- Given problem: Copy out the rows below word for word, from the line containing "tag the green leaf" up to and including the line containing "(537, 1061)", and nothing else.

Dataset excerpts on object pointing
::::

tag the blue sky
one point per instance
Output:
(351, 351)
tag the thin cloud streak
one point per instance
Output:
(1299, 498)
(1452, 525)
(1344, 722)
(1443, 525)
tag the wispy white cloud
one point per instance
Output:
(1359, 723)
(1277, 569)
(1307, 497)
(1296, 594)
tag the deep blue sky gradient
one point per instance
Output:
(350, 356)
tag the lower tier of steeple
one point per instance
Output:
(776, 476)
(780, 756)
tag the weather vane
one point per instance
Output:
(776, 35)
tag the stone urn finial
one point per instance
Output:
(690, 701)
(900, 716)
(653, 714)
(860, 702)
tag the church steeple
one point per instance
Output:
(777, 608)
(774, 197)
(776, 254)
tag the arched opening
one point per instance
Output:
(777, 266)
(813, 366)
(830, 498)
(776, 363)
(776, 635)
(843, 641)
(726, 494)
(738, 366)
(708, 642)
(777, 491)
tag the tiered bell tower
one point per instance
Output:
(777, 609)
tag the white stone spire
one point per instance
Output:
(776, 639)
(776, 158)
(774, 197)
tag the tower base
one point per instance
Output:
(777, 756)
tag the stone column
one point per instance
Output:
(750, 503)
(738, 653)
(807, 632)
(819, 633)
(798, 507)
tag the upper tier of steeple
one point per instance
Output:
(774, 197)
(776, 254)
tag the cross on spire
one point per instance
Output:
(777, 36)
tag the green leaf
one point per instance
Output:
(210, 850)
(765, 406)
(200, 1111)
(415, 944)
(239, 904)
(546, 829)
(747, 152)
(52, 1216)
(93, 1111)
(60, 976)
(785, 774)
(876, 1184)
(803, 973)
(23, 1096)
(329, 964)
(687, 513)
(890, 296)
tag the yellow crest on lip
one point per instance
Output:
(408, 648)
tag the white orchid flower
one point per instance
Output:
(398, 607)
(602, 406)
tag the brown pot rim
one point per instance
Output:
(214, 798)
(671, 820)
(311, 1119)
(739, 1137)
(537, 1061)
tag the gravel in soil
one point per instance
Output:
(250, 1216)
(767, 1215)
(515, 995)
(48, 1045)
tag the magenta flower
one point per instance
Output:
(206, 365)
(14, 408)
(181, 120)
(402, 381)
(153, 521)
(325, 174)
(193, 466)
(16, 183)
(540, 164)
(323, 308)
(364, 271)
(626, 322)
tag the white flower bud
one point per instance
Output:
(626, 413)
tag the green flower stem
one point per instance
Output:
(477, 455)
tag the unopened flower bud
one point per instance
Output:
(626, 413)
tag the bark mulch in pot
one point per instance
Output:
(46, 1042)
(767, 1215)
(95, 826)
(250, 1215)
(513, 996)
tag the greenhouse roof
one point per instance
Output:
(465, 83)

::::

- Solution to this exercise:
tag the green leaf
one point per instance
Output:
(210, 850)
(765, 406)
(200, 1111)
(415, 944)
(239, 904)
(546, 829)
(747, 152)
(52, 1216)
(93, 1111)
(60, 976)
(785, 774)
(876, 1184)
(803, 973)
(23, 1096)
(329, 964)
(687, 513)
(890, 296)
tag the yellow crest on lip
one point per instance
Output:
(408, 648)
tag the white orchid flower
one point per instance
Output:
(398, 607)
(602, 406)
tag the brown pot rim
one point per instance
Output:
(214, 798)
(671, 820)
(311, 1119)
(739, 1137)
(537, 1061)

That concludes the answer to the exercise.